#### THE PROBLEM
From the listing below, select every line where the word "pond" appears.

DATA FOR REVIEW section start

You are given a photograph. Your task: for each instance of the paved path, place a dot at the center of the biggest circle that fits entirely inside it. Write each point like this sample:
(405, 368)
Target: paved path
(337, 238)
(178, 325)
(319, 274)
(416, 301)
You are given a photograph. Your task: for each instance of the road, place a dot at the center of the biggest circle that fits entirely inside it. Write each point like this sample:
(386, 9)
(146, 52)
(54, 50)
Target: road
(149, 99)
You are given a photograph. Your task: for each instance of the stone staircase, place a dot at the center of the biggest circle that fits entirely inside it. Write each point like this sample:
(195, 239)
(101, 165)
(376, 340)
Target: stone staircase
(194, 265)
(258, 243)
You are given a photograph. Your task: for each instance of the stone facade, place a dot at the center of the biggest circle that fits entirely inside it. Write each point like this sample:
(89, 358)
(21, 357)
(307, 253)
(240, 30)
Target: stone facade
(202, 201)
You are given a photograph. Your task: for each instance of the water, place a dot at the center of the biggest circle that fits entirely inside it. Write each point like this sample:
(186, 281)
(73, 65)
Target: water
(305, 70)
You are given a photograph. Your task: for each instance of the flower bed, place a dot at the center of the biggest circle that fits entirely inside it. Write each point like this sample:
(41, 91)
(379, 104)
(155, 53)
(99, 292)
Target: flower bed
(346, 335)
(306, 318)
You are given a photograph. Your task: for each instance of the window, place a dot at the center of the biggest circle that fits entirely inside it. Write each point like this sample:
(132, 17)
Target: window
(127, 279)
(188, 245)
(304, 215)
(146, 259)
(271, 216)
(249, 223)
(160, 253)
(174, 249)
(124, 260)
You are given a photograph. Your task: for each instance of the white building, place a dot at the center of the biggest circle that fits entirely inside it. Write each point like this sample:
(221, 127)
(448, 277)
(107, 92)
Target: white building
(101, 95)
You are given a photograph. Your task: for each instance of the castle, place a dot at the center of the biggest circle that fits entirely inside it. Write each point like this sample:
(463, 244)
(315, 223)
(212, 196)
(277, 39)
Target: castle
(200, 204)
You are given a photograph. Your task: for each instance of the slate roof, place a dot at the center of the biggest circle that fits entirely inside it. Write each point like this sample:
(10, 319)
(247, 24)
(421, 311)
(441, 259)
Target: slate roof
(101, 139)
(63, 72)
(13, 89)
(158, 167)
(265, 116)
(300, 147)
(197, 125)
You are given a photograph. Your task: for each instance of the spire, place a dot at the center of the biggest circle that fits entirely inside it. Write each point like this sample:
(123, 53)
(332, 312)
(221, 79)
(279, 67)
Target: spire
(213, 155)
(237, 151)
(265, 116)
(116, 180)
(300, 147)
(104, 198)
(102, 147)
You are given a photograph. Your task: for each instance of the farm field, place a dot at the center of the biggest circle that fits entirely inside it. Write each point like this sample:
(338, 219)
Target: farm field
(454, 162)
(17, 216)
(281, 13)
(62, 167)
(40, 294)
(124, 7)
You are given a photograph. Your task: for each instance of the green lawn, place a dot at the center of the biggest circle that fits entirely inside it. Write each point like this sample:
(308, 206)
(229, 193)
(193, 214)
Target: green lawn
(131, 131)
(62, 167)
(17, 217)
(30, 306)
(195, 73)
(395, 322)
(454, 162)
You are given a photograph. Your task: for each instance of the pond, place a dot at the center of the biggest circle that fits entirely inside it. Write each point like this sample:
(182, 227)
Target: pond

DATA FOR REVIEW section end

#### OUTPUT FOR THIS EXERCISE
You are given a photograph. Your task: for each instance of the pond, place a dot at the center of the biggest circle that fits entirely inside it. Write each point like this sample:
Target: pond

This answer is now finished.